Box-labeled dataset extracts
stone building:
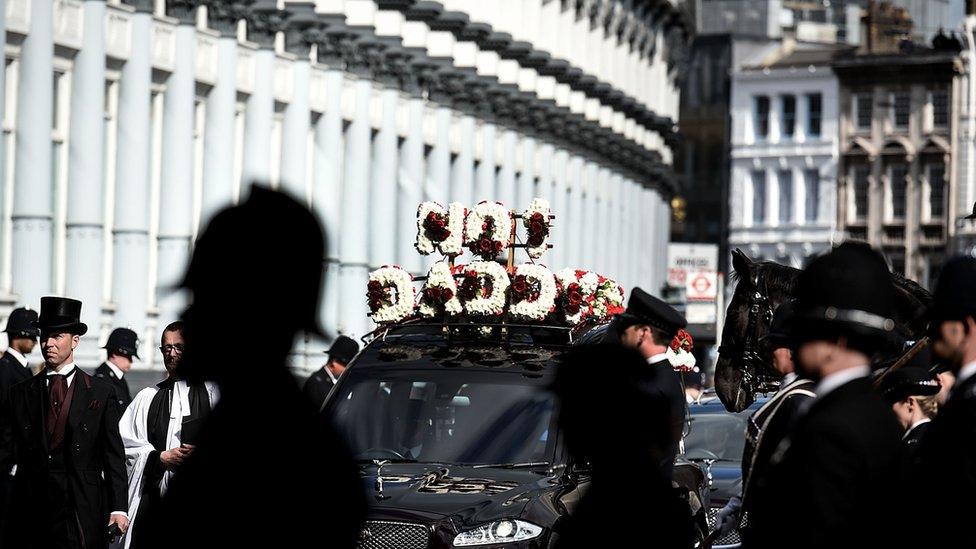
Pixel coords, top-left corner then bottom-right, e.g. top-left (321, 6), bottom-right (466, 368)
top-left (0, 0), bottom-right (691, 367)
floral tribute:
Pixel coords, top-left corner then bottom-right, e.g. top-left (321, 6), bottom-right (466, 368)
top-left (414, 202), bottom-right (467, 257)
top-left (665, 330), bottom-right (697, 372)
top-left (522, 198), bottom-right (552, 259)
top-left (508, 263), bottom-right (557, 321)
top-left (417, 261), bottom-right (463, 318)
top-left (464, 202), bottom-right (512, 261)
top-left (366, 265), bottom-right (415, 324)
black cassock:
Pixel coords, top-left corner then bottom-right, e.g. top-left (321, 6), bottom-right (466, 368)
top-left (95, 362), bottom-right (132, 411)
top-left (748, 378), bottom-right (905, 549)
top-left (0, 367), bottom-right (129, 549)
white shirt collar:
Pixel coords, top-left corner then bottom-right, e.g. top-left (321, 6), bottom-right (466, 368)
top-left (813, 364), bottom-right (871, 399)
top-left (105, 359), bottom-right (125, 379)
top-left (6, 347), bottom-right (27, 368)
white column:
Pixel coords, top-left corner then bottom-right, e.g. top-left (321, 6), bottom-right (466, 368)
top-left (368, 88), bottom-right (400, 269)
top-left (200, 6), bottom-right (240, 223)
top-left (112, 3), bottom-right (153, 357)
top-left (156, 13), bottom-right (196, 325)
top-left (497, 130), bottom-right (517, 208)
top-left (397, 96), bottom-right (424, 274)
top-left (312, 69), bottom-right (343, 333)
top-left (65, 0), bottom-right (105, 344)
top-left (472, 122), bottom-right (497, 203)
top-left (338, 77), bottom-right (373, 338)
top-left (11, 1), bottom-right (54, 309)
top-left (451, 114), bottom-right (475, 208)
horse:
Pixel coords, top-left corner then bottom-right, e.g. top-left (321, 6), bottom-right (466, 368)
top-left (715, 248), bottom-right (932, 412)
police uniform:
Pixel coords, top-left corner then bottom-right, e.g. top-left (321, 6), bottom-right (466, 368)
top-left (302, 336), bottom-right (359, 410)
top-left (747, 243), bottom-right (904, 548)
top-left (95, 328), bottom-right (139, 411)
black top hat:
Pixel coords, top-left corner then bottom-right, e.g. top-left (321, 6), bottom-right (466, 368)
top-left (614, 288), bottom-right (688, 334)
top-left (3, 307), bottom-right (40, 339)
top-left (761, 301), bottom-right (796, 349)
top-left (326, 336), bottom-right (359, 364)
top-left (33, 296), bottom-right (88, 335)
top-left (792, 242), bottom-right (903, 354)
top-left (102, 328), bottom-right (139, 358)
top-left (880, 366), bottom-right (940, 404)
top-left (929, 256), bottom-right (976, 323)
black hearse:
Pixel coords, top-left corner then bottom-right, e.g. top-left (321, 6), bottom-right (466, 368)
top-left (323, 321), bottom-right (708, 549)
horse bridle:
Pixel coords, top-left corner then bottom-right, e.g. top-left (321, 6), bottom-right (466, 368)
top-left (718, 269), bottom-right (773, 392)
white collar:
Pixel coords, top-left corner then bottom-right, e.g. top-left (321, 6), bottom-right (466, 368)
top-left (813, 364), bottom-right (871, 399)
top-left (105, 359), bottom-right (125, 379)
top-left (901, 417), bottom-right (932, 440)
top-left (7, 347), bottom-right (27, 368)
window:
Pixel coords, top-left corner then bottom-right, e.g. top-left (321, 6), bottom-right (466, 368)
top-left (803, 170), bottom-right (820, 222)
top-left (779, 170), bottom-right (793, 224)
top-left (929, 90), bottom-right (949, 128)
top-left (851, 164), bottom-right (871, 221)
top-left (755, 95), bottom-right (769, 139)
top-left (928, 164), bottom-right (945, 219)
top-left (807, 93), bottom-right (823, 137)
top-left (891, 92), bottom-right (912, 128)
top-left (752, 170), bottom-right (766, 225)
top-left (783, 95), bottom-right (796, 137)
top-left (888, 164), bottom-right (908, 219)
top-left (854, 93), bottom-right (874, 130)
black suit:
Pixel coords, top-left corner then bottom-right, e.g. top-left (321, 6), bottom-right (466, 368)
top-left (0, 367), bottom-right (129, 549)
top-left (95, 362), bottom-right (132, 412)
top-left (748, 378), bottom-right (908, 549)
top-left (913, 376), bottom-right (976, 547)
top-left (302, 366), bottom-right (335, 410)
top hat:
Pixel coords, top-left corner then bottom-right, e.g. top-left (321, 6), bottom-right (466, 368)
top-left (326, 336), bottom-right (359, 364)
top-left (102, 328), bottom-right (139, 358)
top-left (929, 256), bottom-right (976, 324)
top-left (614, 288), bottom-right (688, 335)
top-left (3, 307), bottom-right (40, 339)
top-left (791, 242), bottom-right (903, 353)
top-left (33, 296), bottom-right (88, 336)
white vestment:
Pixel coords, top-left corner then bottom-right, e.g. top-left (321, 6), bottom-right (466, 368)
top-left (119, 380), bottom-right (220, 549)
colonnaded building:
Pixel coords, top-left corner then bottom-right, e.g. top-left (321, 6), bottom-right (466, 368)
top-left (0, 0), bottom-right (693, 368)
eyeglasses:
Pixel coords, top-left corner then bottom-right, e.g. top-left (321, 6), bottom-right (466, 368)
top-left (159, 343), bottom-right (186, 355)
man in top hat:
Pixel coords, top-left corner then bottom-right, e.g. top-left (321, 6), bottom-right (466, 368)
top-left (613, 287), bottom-right (688, 478)
top-left (302, 336), bottom-right (359, 410)
top-left (715, 301), bottom-right (815, 539)
top-left (0, 297), bottom-right (128, 549)
top-left (916, 257), bottom-right (976, 547)
top-left (748, 243), bottom-right (903, 548)
top-left (95, 328), bottom-right (139, 411)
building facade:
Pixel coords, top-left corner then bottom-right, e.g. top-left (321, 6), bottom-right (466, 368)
top-left (729, 46), bottom-right (838, 267)
top-left (0, 0), bottom-right (691, 367)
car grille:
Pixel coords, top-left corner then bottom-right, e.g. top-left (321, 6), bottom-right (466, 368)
top-left (357, 520), bottom-right (430, 549)
top-left (707, 507), bottom-right (749, 545)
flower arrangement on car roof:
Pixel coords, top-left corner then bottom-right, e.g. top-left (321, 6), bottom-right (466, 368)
top-left (367, 198), bottom-right (624, 326)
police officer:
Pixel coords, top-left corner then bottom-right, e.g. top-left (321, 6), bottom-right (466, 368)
top-left (95, 328), bottom-right (139, 411)
top-left (916, 255), bottom-right (976, 547)
top-left (302, 336), bottom-right (359, 410)
top-left (748, 243), bottom-right (904, 548)
top-left (612, 288), bottom-right (688, 478)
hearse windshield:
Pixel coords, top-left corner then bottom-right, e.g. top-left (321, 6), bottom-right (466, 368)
top-left (328, 367), bottom-right (555, 465)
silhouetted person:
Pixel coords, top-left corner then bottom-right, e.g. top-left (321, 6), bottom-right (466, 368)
top-left (553, 344), bottom-right (693, 549)
top-left (149, 186), bottom-right (365, 549)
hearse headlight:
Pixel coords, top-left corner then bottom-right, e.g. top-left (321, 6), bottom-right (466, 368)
top-left (454, 519), bottom-right (542, 547)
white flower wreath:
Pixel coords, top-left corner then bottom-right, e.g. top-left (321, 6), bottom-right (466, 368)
top-left (508, 263), bottom-right (556, 320)
top-left (459, 261), bottom-right (509, 316)
top-left (522, 198), bottom-right (552, 259)
top-left (367, 265), bottom-right (415, 324)
top-left (417, 261), bottom-right (463, 318)
top-left (414, 201), bottom-right (466, 257)
top-left (464, 201), bottom-right (512, 261)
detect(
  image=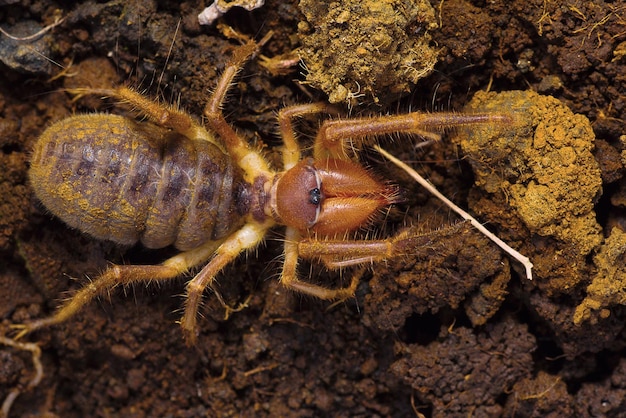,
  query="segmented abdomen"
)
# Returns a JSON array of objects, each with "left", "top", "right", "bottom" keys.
[{"left": 30, "top": 114, "right": 249, "bottom": 250}]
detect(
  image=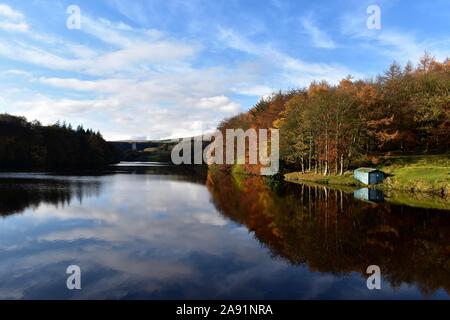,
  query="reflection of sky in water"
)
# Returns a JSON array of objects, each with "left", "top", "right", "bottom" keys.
[{"left": 0, "top": 174, "right": 446, "bottom": 299}]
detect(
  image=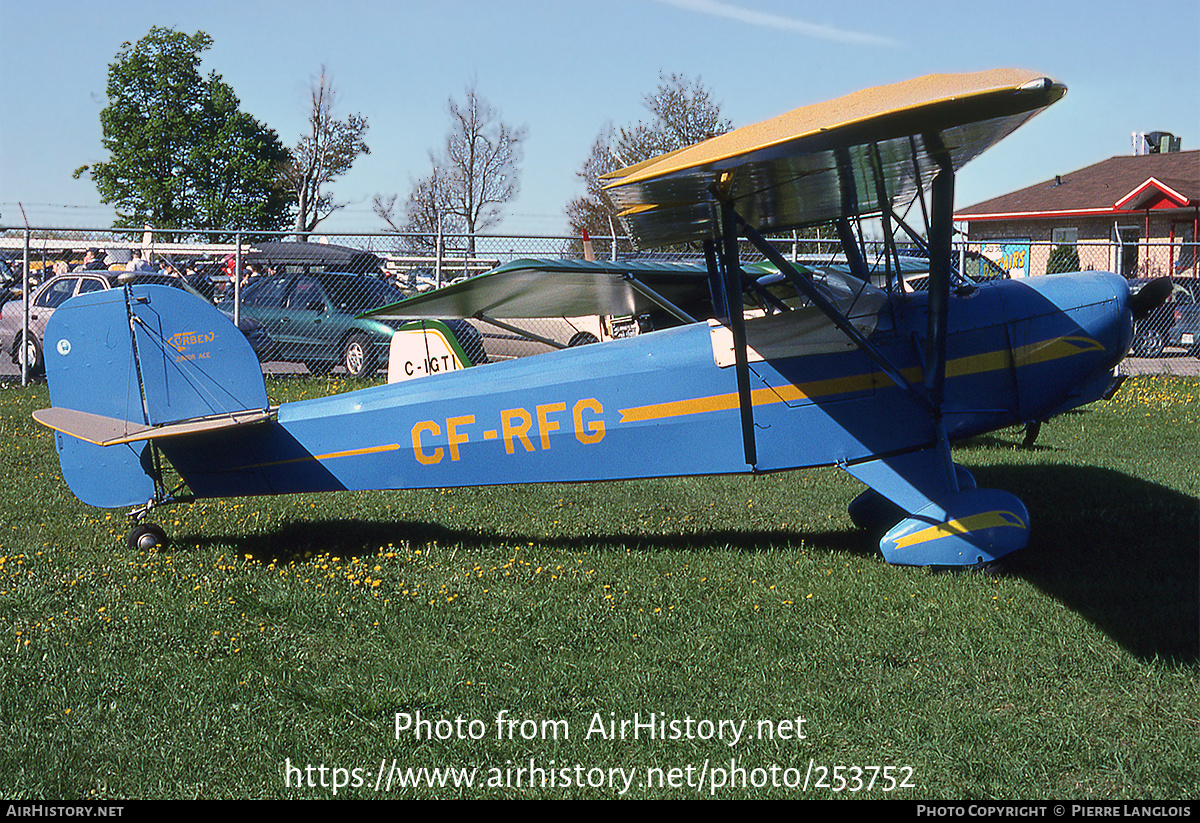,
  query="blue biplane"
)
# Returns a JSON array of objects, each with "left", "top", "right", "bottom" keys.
[{"left": 35, "top": 70, "right": 1160, "bottom": 566}]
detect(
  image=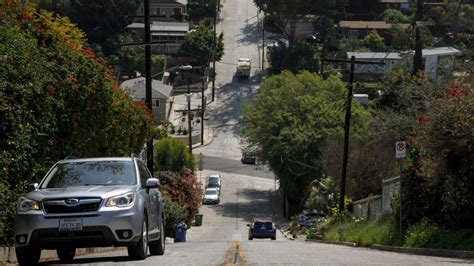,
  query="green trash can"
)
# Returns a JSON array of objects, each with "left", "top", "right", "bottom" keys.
[{"left": 194, "top": 214, "right": 202, "bottom": 226}]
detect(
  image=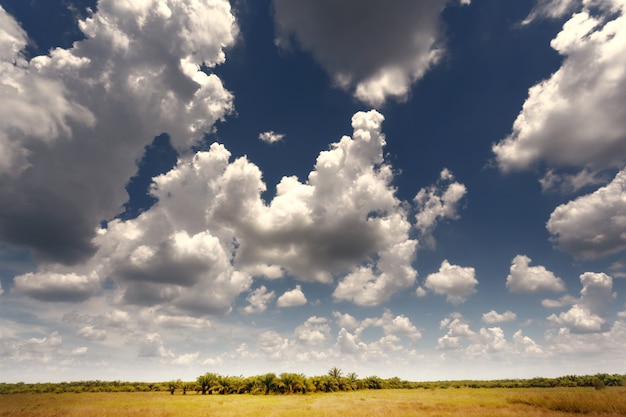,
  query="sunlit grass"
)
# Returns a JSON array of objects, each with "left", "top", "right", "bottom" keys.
[
  {"left": 0, "top": 388, "right": 626, "bottom": 417},
  {"left": 508, "top": 387, "right": 626, "bottom": 416}
]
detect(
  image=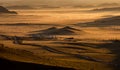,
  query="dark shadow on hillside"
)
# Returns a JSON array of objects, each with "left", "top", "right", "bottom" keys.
[
  {"left": 64, "top": 40, "right": 120, "bottom": 70},
  {"left": 0, "top": 58, "right": 75, "bottom": 70},
  {"left": 21, "top": 43, "right": 100, "bottom": 62},
  {"left": 99, "top": 40, "right": 120, "bottom": 70}
]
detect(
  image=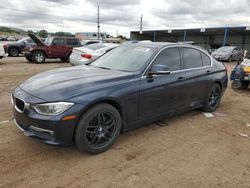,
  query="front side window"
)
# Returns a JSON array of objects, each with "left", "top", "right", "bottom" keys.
[
  {"left": 53, "top": 38, "right": 64, "bottom": 45},
  {"left": 67, "top": 38, "right": 78, "bottom": 45},
  {"left": 151, "top": 48, "right": 181, "bottom": 71},
  {"left": 201, "top": 52, "right": 211, "bottom": 66},
  {"left": 182, "top": 48, "right": 202, "bottom": 69},
  {"left": 90, "top": 46, "right": 155, "bottom": 72}
]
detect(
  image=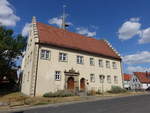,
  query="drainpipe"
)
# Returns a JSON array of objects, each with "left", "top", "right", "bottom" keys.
[{"left": 34, "top": 45, "right": 39, "bottom": 96}]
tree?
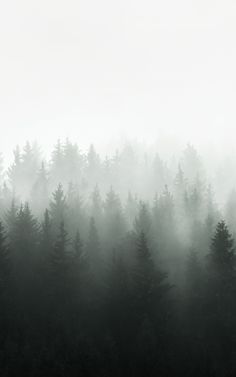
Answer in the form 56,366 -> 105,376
86,217 -> 101,275
0,222 -> 10,297
208,221 -> 235,278
205,221 -> 236,372
50,183 -> 67,234
134,232 -> 169,317
31,162 -> 49,215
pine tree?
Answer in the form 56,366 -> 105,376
50,183 -> 67,233
0,222 -> 10,297
134,232 -> 169,316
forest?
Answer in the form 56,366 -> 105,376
0,140 -> 236,377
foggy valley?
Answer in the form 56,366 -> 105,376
0,139 -> 236,377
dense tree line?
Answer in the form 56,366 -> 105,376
0,140 -> 236,377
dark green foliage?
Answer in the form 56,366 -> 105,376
0,140 -> 236,377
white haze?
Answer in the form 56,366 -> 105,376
0,0 -> 236,162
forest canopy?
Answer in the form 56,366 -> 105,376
0,140 -> 236,377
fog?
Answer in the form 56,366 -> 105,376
0,0 -> 236,377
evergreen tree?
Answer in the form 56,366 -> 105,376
0,222 -> 10,297
50,183 -> 67,234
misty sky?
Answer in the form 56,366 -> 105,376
0,0 -> 236,159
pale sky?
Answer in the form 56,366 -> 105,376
0,0 -> 236,159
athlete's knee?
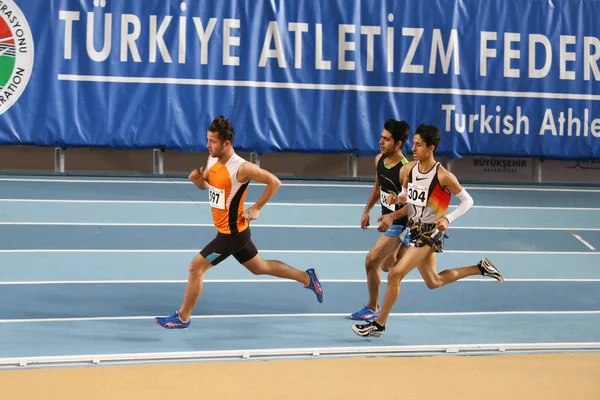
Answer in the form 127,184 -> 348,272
425,276 -> 442,290
365,250 -> 381,270
381,255 -> 398,272
243,258 -> 270,275
188,256 -> 212,275
388,268 -> 406,285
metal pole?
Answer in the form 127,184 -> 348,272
250,151 -> 260,167
533,158 -> 544,183
152,149 -> 165,175
348,154 -> 358,178
54,147 -> 65,174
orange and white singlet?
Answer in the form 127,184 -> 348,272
206,153 -> 250,234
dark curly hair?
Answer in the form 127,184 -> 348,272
208,115 -> 235,144
415,124 -> 441,151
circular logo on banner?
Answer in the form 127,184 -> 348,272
0,0 -> 33,115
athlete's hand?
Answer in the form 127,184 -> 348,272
435,217 -> 448,232
385,193 -> 398,204
244,206 -> 260,222
188,167 -> 204,187
377,214 -> 394,232
360,212 -> 371,229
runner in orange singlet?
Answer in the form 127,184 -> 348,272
155,116 -> 323,329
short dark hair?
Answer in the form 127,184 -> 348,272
383,118 -> 410,146
208,115 -> 235,144
415,124 -> 441,151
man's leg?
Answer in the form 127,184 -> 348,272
419,253 -> 504,289
350,235 -> 400,320
155,233 -> 238,329
154,254 -> 212,329
352,246 -> 433,336
239,247 -> 323,303
242,254 -> 310,286
381,244 -> 408,272
179,254 -> 212,321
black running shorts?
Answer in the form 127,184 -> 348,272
408,221 -> 444,253
200,228 -> 258,265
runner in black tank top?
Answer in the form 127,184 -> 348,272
377,154 -> 408,226
352,125 -> 504,337
350,119 -> 410,321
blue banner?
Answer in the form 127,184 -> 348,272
0,0 -> 600,159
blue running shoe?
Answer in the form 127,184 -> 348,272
304,268 -> 323,303
154,311 -> 191,329
350,304 -> 379,321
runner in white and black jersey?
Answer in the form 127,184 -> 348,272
352,125 -> 504,337
350,119 -> 410,321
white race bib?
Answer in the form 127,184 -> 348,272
208,185 -> 225,210
379,189 -> 396,211
406,182 -> 427,207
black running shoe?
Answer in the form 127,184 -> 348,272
477,257 -> 504,283
352,321 -> 385,337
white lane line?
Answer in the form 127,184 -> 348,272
573,234 -> 596,251
0,221 -> 600,231
0,177 -> 600,193
0,278 -> 600,286
0,249 -> 600,255
0,310 -> 600,324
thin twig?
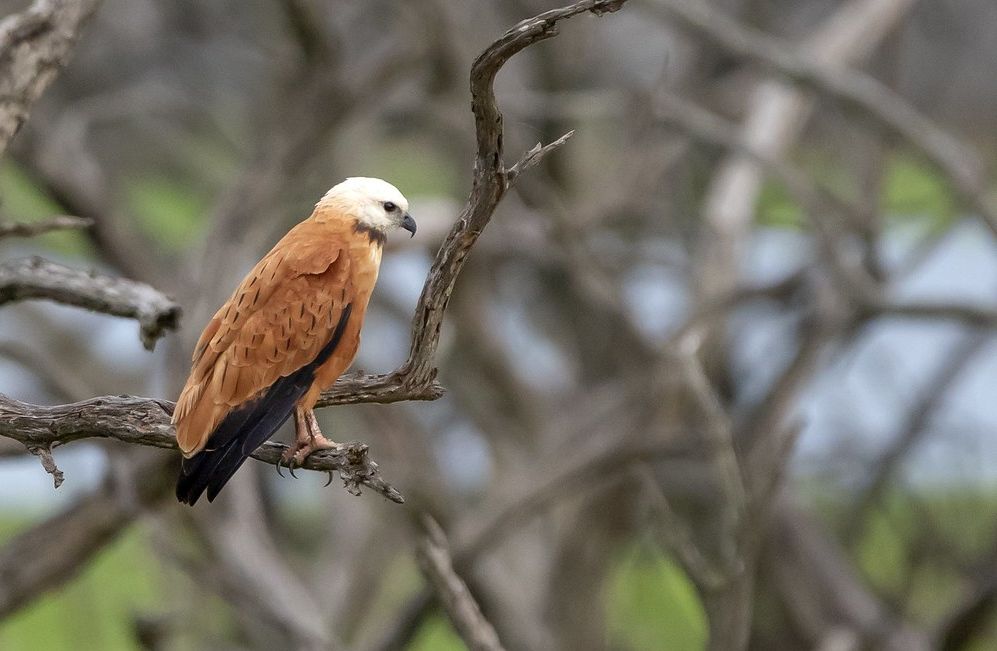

What to do: Pull out every line of the entries above that contains the string "hearse".

Output for this task:
black hearse:
hearse windshield:
hearse headlight:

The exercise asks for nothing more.